- [Activity]
Extend the forum thread below comparing the Gator 825i S4 and the Polaris Ranger 900, picking up after its last post.

*** Opening of Document segment ***

# Gator 825i S4 v Polaris Ranger 900



## Rholub34 (Sep 5, 2016)

I've been reading and can't decide which machine is the best. I will be using it around the house but also in west Texas (Sonora) but also in the water during duck season. Both will do fine in the rock I'm sure but which machine will perform better in the mud and water up to a foot or so high. Need help and some opinions before I make a final decision. Thanks


----------



## H2 (Jan 11, 2005)

I've got the Gator and when the time comes will do it again. Both are good machines I don't think either would disappoint.


----------



## texastkikker (Dec 24, 2008)

I feel that its all about personal preference. All we own is Polaris Rangers from the 400 to 800 Crew and everything in between......we have 6-7 of them. We wont buy anything else due to good experiences with Polaris and bad with others.

your probably good with either one.


----------



## atcfisherman (Oct 5, 2006)

Go test ride both before making a decision. Both will work well for you, so it really comes down to ride and personal preference. Polaris has been the leader in the SXS market for years, but the Gator is a nice machine too. I've ridden both and both would work for me.


----------



## C-Rob (Apr 13, 2011)

I have a 2011 825i and it has been a workhorse. Not downplaying a Ranger, at all, just speaking my experience from the JD side. The inline 3cyl is a torque-monster. The current/late models have been improved in terms of air intake & filter location, along with clutch ventilation intake. They are a little more water friendly now.


----------



## peckerwood (Jun 9, 2012)

I'm needing something for my wife to use.She had a hip replaced and the 4 wheeler is a little rough on her.I've been looking at Gators,but am way concerned about the chinese engine.I'm really thinking hard on buying a used older Gator with the earlier engine.Maybe I better check out Rangers too.

*** Close of Document segment ***
*** Opening of Given entries ***

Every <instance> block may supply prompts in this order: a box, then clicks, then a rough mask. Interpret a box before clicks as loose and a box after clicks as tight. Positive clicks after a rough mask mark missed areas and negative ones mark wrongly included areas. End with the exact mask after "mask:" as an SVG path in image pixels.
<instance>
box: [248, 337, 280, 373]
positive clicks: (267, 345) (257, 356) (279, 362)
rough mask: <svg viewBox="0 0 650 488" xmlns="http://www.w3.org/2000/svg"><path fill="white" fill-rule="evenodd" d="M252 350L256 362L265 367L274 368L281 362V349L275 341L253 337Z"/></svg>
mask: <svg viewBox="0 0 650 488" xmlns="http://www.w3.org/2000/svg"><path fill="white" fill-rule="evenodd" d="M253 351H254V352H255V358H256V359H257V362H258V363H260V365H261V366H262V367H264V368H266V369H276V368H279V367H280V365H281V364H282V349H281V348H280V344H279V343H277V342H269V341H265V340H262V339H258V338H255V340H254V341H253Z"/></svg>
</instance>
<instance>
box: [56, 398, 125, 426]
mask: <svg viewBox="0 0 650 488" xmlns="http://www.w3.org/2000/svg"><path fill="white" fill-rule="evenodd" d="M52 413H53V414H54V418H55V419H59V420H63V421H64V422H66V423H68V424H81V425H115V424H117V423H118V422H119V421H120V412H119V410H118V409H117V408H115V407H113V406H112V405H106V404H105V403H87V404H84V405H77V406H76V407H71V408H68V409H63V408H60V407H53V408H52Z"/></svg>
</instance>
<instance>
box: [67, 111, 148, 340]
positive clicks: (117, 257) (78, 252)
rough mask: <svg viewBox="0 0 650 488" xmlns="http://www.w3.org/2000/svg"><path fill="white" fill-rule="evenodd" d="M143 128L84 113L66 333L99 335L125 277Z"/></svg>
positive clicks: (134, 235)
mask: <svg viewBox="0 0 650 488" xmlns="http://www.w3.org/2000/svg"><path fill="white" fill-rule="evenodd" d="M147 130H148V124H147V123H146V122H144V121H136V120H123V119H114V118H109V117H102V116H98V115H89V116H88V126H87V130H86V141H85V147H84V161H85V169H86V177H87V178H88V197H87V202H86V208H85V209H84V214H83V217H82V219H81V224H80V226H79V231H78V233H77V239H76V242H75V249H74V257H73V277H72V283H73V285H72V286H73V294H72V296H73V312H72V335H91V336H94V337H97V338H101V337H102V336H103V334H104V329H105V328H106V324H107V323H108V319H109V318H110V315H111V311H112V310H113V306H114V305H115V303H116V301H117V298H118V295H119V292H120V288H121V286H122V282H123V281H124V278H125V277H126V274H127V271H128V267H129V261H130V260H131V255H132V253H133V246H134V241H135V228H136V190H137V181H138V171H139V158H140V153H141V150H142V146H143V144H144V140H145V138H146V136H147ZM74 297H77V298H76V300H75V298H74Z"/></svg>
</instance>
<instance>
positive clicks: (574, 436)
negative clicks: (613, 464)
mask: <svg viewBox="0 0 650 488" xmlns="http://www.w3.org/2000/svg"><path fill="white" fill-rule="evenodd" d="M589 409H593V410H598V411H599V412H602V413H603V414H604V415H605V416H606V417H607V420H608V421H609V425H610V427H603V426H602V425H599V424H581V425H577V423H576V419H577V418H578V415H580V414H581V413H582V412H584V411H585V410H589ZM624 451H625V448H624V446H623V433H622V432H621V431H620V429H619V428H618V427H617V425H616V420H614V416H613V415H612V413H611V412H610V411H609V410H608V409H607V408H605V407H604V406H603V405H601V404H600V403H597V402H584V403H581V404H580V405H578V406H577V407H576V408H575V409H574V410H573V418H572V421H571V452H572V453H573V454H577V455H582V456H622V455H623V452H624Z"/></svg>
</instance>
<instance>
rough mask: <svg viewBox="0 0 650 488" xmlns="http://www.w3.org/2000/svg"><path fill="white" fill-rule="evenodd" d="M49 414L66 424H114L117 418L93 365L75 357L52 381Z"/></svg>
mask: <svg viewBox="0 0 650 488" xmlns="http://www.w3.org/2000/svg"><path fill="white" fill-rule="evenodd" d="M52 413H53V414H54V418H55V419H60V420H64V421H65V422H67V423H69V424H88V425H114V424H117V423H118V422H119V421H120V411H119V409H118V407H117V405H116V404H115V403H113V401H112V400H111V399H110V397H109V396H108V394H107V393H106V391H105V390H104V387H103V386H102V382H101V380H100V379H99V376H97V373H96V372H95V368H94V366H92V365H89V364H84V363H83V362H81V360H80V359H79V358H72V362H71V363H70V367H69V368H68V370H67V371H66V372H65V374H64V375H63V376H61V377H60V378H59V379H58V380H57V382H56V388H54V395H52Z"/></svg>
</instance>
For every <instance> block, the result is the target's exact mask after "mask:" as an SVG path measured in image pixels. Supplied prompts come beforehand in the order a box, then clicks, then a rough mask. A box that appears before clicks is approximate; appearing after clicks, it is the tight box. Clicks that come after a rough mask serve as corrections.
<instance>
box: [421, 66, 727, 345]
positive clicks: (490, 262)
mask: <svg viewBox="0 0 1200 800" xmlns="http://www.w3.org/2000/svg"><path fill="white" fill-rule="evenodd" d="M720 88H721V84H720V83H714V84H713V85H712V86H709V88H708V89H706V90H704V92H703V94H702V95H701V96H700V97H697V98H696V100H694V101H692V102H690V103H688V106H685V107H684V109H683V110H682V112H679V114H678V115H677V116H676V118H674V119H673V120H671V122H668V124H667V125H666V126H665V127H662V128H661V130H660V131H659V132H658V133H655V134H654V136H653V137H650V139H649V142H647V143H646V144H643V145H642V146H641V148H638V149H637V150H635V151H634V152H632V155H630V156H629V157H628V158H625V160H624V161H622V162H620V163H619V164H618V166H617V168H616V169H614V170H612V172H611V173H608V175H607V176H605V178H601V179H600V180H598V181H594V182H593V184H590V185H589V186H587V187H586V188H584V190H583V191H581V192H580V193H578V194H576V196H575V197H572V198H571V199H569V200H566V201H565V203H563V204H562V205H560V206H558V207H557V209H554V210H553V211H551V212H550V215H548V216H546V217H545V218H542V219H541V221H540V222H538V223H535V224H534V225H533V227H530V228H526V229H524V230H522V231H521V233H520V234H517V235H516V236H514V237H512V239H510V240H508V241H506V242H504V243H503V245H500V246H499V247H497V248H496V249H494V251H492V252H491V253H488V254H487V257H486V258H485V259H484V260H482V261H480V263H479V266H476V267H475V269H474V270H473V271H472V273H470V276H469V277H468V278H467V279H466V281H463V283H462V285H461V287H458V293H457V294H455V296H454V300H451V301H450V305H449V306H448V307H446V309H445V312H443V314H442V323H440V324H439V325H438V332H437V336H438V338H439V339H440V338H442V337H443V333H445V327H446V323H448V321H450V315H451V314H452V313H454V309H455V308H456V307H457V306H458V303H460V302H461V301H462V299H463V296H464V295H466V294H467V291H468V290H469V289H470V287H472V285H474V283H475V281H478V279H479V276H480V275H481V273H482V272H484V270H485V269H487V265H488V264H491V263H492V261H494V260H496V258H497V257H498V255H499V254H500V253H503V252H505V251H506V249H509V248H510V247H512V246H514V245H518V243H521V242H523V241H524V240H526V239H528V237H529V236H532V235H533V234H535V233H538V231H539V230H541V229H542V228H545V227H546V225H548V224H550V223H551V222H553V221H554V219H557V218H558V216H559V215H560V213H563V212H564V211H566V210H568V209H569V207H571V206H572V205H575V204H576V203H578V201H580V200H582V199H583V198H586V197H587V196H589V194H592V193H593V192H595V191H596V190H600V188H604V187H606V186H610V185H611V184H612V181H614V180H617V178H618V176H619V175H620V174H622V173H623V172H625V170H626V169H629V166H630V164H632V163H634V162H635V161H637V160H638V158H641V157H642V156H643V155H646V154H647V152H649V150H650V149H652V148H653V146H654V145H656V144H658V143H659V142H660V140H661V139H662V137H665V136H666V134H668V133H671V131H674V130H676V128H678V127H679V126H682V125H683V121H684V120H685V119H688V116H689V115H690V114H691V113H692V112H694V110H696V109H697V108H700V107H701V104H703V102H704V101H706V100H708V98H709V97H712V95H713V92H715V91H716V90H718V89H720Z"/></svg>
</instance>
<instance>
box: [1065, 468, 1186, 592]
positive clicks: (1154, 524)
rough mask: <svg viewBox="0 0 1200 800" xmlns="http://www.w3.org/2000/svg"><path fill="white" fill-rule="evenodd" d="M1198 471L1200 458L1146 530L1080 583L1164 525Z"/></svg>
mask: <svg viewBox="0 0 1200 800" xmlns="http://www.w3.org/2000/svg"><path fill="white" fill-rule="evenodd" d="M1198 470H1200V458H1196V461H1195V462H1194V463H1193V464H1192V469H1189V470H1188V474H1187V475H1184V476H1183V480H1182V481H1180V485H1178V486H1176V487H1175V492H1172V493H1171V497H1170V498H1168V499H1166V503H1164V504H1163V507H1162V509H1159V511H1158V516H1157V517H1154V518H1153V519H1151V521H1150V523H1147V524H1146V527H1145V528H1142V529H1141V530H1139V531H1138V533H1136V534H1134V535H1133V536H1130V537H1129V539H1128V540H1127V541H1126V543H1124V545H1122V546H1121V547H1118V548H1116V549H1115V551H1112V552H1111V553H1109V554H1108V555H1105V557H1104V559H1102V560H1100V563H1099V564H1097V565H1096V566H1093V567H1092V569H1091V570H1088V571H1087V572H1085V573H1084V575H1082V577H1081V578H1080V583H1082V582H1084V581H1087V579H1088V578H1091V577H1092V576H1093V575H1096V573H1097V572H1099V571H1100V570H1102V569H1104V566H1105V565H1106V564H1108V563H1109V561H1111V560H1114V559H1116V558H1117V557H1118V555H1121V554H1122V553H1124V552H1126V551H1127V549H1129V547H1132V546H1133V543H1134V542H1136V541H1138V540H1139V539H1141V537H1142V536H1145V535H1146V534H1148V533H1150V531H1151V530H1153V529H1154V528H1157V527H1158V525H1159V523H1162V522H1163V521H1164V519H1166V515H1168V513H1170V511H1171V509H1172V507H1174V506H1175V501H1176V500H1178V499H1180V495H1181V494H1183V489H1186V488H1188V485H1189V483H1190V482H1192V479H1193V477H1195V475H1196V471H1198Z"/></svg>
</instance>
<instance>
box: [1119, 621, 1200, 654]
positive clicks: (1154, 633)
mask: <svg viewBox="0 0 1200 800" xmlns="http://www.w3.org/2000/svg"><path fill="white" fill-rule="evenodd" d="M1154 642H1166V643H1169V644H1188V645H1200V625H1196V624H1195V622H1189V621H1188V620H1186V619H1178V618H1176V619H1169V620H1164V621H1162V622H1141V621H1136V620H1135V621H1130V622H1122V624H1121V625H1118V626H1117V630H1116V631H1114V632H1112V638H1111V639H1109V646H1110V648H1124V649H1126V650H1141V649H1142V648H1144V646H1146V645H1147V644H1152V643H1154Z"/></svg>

*** Close of Given entries ***

- [Exercise result]
----------



## Hunter11 (Jun 26, 2008)

I know this is not one of the UTV's you are looking at but we bought a 2016 Kawasaki Mule Pro FXT EPS LE in late August and it has the same 3 cylinder Chery engine the Gator has. I did a lot of research on the Gator and Mule with that engine prior to buying ours and they seem to be a well built rugged motor. Some of the guys on the Mule forum I am a member of have 2k to 3k miles on the motor and they report no problems. We do not have many miles our hours on ours but we have been very impressed with it so far. It will get used everyday in Nov. and Dec. though. The neighbor the next place over has two of the Gators with that engine that get run hard and they have no issues with them. I would not worry about that engine or let it stop you from getting what you want.


----------



## JimG (May 2, 2005)

I bought the 2 cylinder version of the Gator, the 590i. It is a HOSS! I was nervous about the Chery engine, but has been flawless so far. Tons of power. The 825 has to be even better!


----------



## mike (Jun 6, 2011)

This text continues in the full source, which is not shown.